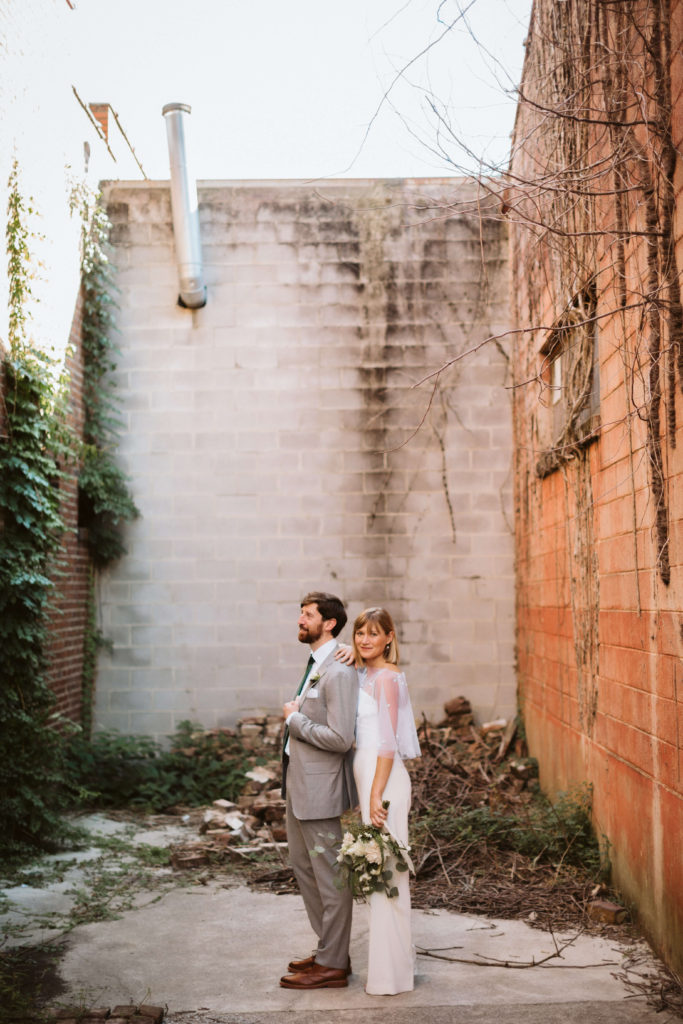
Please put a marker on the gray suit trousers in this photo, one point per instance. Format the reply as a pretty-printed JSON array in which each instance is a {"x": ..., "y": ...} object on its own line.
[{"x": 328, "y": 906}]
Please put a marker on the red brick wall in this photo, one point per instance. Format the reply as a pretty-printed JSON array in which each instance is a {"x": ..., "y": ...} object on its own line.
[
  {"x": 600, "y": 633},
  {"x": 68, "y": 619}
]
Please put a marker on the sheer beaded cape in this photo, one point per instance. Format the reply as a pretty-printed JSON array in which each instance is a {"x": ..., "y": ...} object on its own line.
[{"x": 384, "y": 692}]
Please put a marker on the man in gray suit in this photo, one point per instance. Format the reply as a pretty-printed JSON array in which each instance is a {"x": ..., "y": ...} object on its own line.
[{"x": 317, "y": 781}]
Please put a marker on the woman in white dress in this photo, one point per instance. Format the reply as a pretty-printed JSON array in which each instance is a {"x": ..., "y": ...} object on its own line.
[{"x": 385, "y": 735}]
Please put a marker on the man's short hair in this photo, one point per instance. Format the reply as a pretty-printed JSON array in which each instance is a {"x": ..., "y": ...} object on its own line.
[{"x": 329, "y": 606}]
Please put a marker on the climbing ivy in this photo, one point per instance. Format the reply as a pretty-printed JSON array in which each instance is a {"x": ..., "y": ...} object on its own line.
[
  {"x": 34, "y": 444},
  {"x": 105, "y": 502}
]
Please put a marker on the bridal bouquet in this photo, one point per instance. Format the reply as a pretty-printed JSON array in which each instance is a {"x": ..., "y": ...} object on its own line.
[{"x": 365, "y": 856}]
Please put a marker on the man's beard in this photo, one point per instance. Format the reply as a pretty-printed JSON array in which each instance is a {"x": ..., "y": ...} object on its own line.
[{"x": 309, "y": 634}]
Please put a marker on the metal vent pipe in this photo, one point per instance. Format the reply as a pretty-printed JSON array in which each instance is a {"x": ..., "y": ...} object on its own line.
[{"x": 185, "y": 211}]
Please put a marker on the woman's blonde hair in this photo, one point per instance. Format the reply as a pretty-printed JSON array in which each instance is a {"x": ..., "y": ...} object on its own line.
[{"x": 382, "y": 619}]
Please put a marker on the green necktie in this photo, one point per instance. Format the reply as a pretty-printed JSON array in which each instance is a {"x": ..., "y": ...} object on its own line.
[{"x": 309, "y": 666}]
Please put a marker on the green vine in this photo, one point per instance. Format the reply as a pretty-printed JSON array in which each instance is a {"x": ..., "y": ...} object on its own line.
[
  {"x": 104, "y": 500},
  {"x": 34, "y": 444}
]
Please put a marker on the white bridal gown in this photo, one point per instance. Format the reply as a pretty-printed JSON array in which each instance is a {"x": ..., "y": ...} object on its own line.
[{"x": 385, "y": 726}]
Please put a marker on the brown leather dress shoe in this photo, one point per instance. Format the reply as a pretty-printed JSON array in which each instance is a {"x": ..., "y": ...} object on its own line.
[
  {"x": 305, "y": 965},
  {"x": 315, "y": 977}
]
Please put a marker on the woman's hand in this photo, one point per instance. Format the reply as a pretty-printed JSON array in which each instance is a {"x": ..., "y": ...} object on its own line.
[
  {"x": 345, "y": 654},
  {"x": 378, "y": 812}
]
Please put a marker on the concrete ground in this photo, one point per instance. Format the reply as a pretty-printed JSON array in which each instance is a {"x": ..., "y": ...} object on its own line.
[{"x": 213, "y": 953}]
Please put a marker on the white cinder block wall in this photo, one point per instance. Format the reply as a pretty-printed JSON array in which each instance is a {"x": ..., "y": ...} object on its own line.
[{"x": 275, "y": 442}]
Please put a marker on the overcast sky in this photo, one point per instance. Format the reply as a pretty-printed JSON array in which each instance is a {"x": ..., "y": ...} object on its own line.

• [STATED GOAL]: Reproduce the listing above line for line, without the pictures.

• [RESULT OF THIS EXERCISE]:
Please put a marker on the gray suit trousers in this photo, one point per instance. Format the reply as a pretty-printed JSON array in which each instance is a {"x": ..., "y": ...} object on its own line.
[{"x": 328, "y": 906}]
Please put a marker on the red brick wall in this photo, one point per instance. Format the reply as a pretty-printed JSON array in which each instance is a {"x": ..., "y": ...} object on its own line.
[
  {"x": 600, "y": 633},
  {"x": 68, "y": 619}
]
Please put a marker on the sheer beaded cape in this photo, one point per instance. Format the reply as a pretty-printed JSON array in which each instance is a {"x": ..., "y": ...} object on its own line.
[{"x": 384, "y": 692}]
Please put a marker on the man in gray suit in this photo, one point per instance. Format the reply as a pretty-printed JSON array in which each instance is a {"x": ..., "y": ...} object on its own line.
[{"x": 317, "y": 781}]
Please put a marker on the woman in white dress in this photo, one point per instance. Format the reply as a pretty-printed JSON array in which each instance is a {"x": ..., "y": ...} object on its own line.
[{"x": 385, "y": 735}]
Please put a marker on the man's short hair in this photo, one point per instance. Format the reply as a pretty-printed JSON array in which each instance is a {"x": ..., "y": ...} object on its own line.
[{"x": 329, "y": 606}]
Please put a marker on the climbing ivy in this photo, one point per instance. Format the reply as a pretty-printed JSON array in which each instance is a {"x": ..., "y": ...} object on its own line.
[
  {"x": 34, "y": 444},
  {"x": 105, "y": 502}
]
Please put a marker on the bridal bouquet in this photo, one point per instance. Format the reply as a pretty-printed JSON array in which each instance is a {"x": ..., "y": ...} object on its own line.
[{"x": 365, "y": 856}]
Please put a marker on the man's beard in this photo, one point per instance. Format the reply as a pretty-printed JSON array in which each instance is a {"x": ..., "y": ...} object on its own line.
[{"x": 309, "y": 634}]
Please put a marker on the metal vent pipe in this photo, one point per instance. Format the reply as a pretty-printed JSON array in which each instance is a {"x": ..., "y": ...} object on its own line.
[{"x": 185, "y": 211}]
Please put a marker on the woman's blonde hair in this photo, one point per instance. Format the reply as a pretty-printed JSON array in which each instance is a {"x": ..., "y": ...} object on its own line.
[{"x": 382, "y": 619}]
Please put a marker on the green necktie in this photo, one point per instance. Format the reply as a pretty-printed JSON array in which each instance is a {"x": ..., "y": ...} object on its own line.
[{"x": 309, "y": 666}]
Please put a marker on the green vine in this photo, one point per instance. Format the reply as a pretty-printed JSON array in which each instance is a {"x": ..., "y": ...} object on its own line.
[
  {"x": 104, "y": 500},
  {"x": 34, "y": 444}
]
Please put a marker on the white bridal gown in this photo, one point per instance. Format the reply as a pretty-printed JSON array in which each instance is a {"x": ..., "y": ...} object on its own line.
[{"x": 385, "y": 726}]
Please put a marker on the brown leather dress shoe in this photo, one point per instance. Format the reply as a pretty-printed JSON array in which each instance is a {"x": ..., "y": ...} object on its own line.
[
  {"x": 305, "y": 965},
  {"x": 315, "y": 977}
]
Please put a marker on the woman's hand in this photo, one point per instance. Format the reply as a pretty-printed JSON array in which each instance is a {"x": ..., "y": ...} object on its own line.
[
  {"x": 345, "y": 654},
  {"x": 378, "y": 812}
]
Please put a marker on the concrete ground in this photo, one point per instance. Format the reply as a pretty-printed JSON array in which each instance is a {"x": ..., "y": ...} object on its own line.
[{"x": 213, "y": 953}]
Please put a marker on the white cinder block wall in this photo, one point per instance. Format the reply as a pretty-printed JSON array in which each instance is a {"x": ..., "y": ...} object on its own line.
[{"x": 275, "y": 442}]
Please put a marker on the overcast sky in this photo, one point per instance. Format the reply as a pretty-printed JSON array in which each instance is a {"x": ..., "y": ...} object on its own line.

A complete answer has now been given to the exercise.